## SUPPLIED DATA
▬▬▬▬▬▬▬▬▬▬

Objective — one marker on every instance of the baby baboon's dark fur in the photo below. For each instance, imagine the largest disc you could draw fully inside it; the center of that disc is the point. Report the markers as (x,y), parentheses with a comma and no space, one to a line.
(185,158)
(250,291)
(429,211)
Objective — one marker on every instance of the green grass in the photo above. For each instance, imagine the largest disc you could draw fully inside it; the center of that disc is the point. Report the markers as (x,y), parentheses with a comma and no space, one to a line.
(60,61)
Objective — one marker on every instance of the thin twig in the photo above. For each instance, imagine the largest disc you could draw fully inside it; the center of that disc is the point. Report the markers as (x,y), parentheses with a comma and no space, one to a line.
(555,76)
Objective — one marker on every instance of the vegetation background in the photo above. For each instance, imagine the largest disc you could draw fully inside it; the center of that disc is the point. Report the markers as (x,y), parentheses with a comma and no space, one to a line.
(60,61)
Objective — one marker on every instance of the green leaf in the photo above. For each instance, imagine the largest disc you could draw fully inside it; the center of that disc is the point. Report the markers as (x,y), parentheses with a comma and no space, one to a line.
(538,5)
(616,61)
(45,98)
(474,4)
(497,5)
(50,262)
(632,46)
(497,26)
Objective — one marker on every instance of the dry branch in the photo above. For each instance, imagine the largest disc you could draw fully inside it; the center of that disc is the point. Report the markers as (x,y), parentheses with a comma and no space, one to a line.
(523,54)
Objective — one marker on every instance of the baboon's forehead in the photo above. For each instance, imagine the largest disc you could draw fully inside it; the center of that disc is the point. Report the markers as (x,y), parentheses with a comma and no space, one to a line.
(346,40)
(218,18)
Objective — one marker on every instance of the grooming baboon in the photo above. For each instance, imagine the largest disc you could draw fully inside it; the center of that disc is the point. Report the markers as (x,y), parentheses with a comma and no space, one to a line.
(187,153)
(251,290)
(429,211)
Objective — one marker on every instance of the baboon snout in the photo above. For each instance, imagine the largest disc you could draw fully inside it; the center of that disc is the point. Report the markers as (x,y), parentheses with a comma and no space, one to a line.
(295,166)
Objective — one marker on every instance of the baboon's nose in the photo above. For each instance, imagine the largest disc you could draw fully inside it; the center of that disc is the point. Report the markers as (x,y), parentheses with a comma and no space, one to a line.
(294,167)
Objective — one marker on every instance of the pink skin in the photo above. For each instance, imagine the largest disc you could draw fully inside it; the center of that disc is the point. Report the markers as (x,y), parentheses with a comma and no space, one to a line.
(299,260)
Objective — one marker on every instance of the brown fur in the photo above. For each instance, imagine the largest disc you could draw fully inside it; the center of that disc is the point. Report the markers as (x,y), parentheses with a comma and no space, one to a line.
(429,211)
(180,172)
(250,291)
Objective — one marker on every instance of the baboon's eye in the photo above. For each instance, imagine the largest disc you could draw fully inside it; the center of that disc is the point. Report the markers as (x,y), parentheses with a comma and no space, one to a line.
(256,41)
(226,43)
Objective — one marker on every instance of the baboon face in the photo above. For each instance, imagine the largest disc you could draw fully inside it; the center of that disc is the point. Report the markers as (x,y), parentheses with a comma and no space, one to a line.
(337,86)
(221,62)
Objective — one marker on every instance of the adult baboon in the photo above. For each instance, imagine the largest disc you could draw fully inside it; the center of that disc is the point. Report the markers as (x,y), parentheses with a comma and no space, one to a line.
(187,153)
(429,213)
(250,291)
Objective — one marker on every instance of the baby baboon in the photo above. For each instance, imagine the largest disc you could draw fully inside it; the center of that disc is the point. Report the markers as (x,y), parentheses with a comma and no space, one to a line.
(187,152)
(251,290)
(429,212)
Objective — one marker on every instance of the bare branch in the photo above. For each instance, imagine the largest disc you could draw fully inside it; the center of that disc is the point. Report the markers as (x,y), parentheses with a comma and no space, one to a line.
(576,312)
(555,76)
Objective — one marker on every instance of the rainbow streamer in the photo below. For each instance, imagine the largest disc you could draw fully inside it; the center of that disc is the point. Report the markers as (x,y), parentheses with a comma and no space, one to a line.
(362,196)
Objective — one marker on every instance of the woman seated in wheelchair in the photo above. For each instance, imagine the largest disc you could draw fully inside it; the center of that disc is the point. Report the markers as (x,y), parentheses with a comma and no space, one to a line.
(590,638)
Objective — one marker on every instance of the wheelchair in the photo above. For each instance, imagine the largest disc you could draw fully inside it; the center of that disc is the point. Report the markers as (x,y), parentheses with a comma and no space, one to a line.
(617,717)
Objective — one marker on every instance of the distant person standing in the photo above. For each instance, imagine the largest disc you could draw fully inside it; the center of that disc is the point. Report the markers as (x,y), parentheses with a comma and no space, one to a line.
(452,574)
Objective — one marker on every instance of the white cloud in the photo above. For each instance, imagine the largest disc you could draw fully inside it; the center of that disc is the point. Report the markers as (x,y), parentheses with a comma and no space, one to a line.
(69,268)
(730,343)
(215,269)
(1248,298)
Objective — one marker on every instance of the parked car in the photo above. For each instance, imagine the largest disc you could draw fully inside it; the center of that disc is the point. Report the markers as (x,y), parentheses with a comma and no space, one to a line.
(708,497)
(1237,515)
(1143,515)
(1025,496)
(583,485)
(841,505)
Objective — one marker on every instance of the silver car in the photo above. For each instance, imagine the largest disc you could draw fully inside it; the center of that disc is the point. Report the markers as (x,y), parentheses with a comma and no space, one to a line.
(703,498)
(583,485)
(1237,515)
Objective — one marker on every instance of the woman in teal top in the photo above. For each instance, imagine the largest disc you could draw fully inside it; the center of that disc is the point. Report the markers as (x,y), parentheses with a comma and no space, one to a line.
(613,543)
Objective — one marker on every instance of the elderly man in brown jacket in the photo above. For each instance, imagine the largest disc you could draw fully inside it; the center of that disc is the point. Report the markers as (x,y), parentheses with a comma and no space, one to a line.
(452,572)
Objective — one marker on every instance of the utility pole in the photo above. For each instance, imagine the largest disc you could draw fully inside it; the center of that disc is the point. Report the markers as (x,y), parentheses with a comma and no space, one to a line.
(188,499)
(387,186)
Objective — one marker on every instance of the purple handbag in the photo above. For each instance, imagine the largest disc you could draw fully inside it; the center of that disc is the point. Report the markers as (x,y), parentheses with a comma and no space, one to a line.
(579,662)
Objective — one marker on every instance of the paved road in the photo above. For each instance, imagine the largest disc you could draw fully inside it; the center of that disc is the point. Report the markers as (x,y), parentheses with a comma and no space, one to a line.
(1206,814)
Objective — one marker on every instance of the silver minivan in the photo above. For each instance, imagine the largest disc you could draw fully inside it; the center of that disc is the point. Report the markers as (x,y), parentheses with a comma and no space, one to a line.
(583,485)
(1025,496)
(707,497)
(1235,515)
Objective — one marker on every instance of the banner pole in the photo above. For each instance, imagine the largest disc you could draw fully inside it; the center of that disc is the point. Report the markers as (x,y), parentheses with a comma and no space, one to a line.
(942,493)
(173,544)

▬▬▬▬▬▬▬▬▬▬

## ACTIVITY
Transcribe the full listing exactly, keeping every word as it is.

## EXERCISE RESULT
Objective — one marker on every instance of the baby baboon's dark fur in the photo below. For each instance, imagine the largest disc you could draw fully inside it; the center of that disc is the point. Report the markers as (x,y), parentheses with a comma and no space, one to a line.
(185,158)
(250,291)
(429,211)
Objective — one marker on every instance of the green grass in the photo above. For each instance, imagine the largest disc you could draw fully inside it; the center of that disc is the point. Report the markers as (x,y), parentheses with a comma and no space, one to a line.
(60,61)
Objective — one marker on every instance of the thin twig in the photo above. For each instance, imagine the largest disc you could draw fully inside it; the center of that disc is the point. Report the markers as (x,y), parentheses with a comma and no space, one to a line.
(555,76)
Objective — one marker on every instance of the vegetation background in the photo above. For each instance, imagine the largest disc you could draw fully inside it; the center of that disc is the point. Report the markers as (x,y), parentheses with a comma and no space, one to a line.
(60,61)
Objective — one marker on every instance of the green leaf in the photo above. For each instance, imagine the largest disc you could draw fully inside it; the center of that disc is the point. Report the markers as (x,y), parentheses with a comma and no space, one to a line.
(538,5)
(616,61)
(45,98)
(474,4)
(497,5)
(50,262)
(632,46)
(497,26)
Objective — one marker on every instance of the dry branch in the photo above. For each instance, imagine the largest disc you could draw fully inside it; the center of that disc is the point. Report the markers as (x,y), parentheses with a comma and no space, one to a line.
(523,54)
Objective — one marker on every instance of the baboon's forehead in the photo above. For each instance, imagine the largest disc you could draw fully inside it; the center of that disc is the point. Report the markers as (x,y), parentheses with a comma and no space, one to a line.
(346,40)
(218,18)
Objective — one marker on every instance of the grooming baboon in the photo above. For each instance, imagine the largest disc you could draw fully inside it; the center of that disc is the point. Report the markers as (x,y), parentheses with a comma and no space, one to a line.
(187,153)
(251,290)
(429,211)
Objective — one marker on every instance of the baboon snout in the photo above. For each instance, imagine the largest disc you could draw fully inside it; the center of that disc is the point. Report the markers as (x,y), parentheses with a comma and no space, one to a line.
(295,166)
Objective — one marker on every instance of the baboon's nose in the photo above. For each instance, imagine the largest disc you could draw fully inside it; the center of that disc is the point. Report the markers as (x,y), parentheses with a comma and no space, one to a line.
(294,167)
Objective — one marker on every instance of the pink skin in the photo above. For each instance, imagine the largest disc you could draw fully inside it; the center of that disc is the point. Report the markers as (x,y), parentheses with a comma and no space, one to a line.
(299,260)
Objective — one marker on every instance of the brown fur in the photo above. For each instance, imagine the largest disc you could draw fully inside it; the center of that disc is the point. Report the markers as (x,y), parentheses with a comma and no space, one to a line.
(429,211)
(180,172)
(250,291)
Objective — one marker on every instance of the baboon's eye in the photo above. For each instance, imagine the largest disc you could draw fully inside it; the center of that disc is the point. Report the markers as (x,y), parentheses with a comma and no space, one to a line.
(256,41)
(226,43)
Objective — one marker on every instance of the baboon face in the photo above. For each instance, imagine the largest disc you could draw fully inside it; the center of that disc is the point. Report the markers as (x,y), parentheses with a comma and no space, one to a line.
(337,86)
(221,62)
Objective — one marker on every instance of the adult baboon in the photo above. For each instance, imagine the largest disc you could draw fully inside it; the center of that disc is the point. Report the markers as (x,y), parentheses with a comma and no space, one to a line.
(187,153)
(429,213)
(250,291)
Objective — one marker on every instance of the baby baboon in the photo above. For each instance, imagine the largest disc you could draw fully inside it; the center of that disc is the point. Report the markers as (x,y), parentheses with a comma and no space, one to a line.
(187,152)
(251,290)
(429,212)
Objective — one marker on every instance of the bare branch in the photo above. For each instance, imagine the largest disc you could draw fully inside it; the center of that disc is the point. Report the markers as (x,y), parentheses with a comma and no space, one to a line.
(576,312)
(555,76)
Objective — one marker on every instance of the rainbow streamer in the photo below. For each instance, imagine the largest disc you could draw fully inside it; the center of that disc is the point. Report the markers as (x,y), parentheses with a comma and no space, one to a line.
(362,196)
Objective — one marker on every instance of the woman seated in wheelchair in the photo above. For each instance, imagine the largest disc you could draw fully inside it; the center of that disc is the point. Report the markers as (x,y), parentheses with a comma and no space, one to a line.
(590,638)
Objective — one marker on every instance of the wheelchair in the photo above. For each instance, imagine the largest disc you could draw fully inside it; the center of that disc is the point. Report the markers as (x,y), parentheses with a comma and no space, one to a line.
(617,717)
Objective — one marker on every instance of the distant person standing in the photo above. For each instance, imagine the largest disc you could draw fully inside it; the center of that disc is the point. Report the markers as (x,y), parentheses with a comma and no space, one to a line.
(452,574)
Objective — one marker on every instance of the white cloud in the photo above. For each instance, imagine the largest disc you could draw fully inside it; the center of that disc is the point. Report the markers as (x,y), parentheses with a comma and no space, one to a line.
(69,268)
(730,343)
(215,269)
(1248,298)
Objective — one marker on every instance of the parked car in the photo above. For each instance, imagine the largest disc you could draw fully inside it; the center of that disc is the point. Report the markers as (x,y), parentheses with a comma and no space, one to a line.
(708,497)
(1237,515)
(1143,515)
(1025,496)
(583,485)
(841,505)
Objective — one marker on every instance of the silver car in the photo above. For each instance, imagine the largest disc you could draw fully inside it; the center of that disc is the point. Report the markers as (x,y), parentheses with a comma and no space, one to a line.
(703,498)
(583,485)
(1237,515)
Objective — one marker on every instance of the woman in teal top in the photo above. For each instance, imagine the largest disc you could draw fully inside it; the center of that disc is the point. Report the markers as (x,y), parentheses with a comma and no space, one to a line.
(613,543)
Objective — one marker on every instance of the elderly man in brown jacket in the photo above. For each instance, imagine the largest disc you could draw fully inside it; the center of that disc is the point. Report the markers as (x,y), parentheses with a comma and no space, one to a line.
(452,572)
Objective — one marker on every instance of the utility pole in the photo above. For each instance, imagine the largest disc you could draw fully inside it; the center of that disc is the point. Report the markers as (x,y), parentheses with a comma and no space, one to a line.
(188,499)
(387,186)
Objective — one marker on every instance of the purple handbag in the photo above. For each instance, imagine the largest disc you could draw fully inside it; the center of that disc is the point. Report the markers as (x,y), parentheses with a comma and no space, one to a line.
(579,662)
Objective — one marker on every instance of the paved road in the photo above. For each instance, imagine the largest disc you could draw fully inside it; the center of that disc is the point. Report the markers as (x,y), parentheses with a comma and no space, one to a line.
(1206,814)
Objective — one marker on every instance of the silver minivan in the photo above. For each instance, imagine the largest disc you could draw fully inside it; the center of that disc is the point. Report the markers as (x,y), parentheses with a comma and no space, one to a line.
(583,485)
(1025,496)
(707,497)
(1235,515)
Objective — one marker on every instance of the banner pole in the photo above. For each instance, imagine the largest disc you could draw fully inside it; the center of that disc is the point. Report the markers as (x,y), parentheses with a comma and no space, one to a line.
(942,493)
(173,544)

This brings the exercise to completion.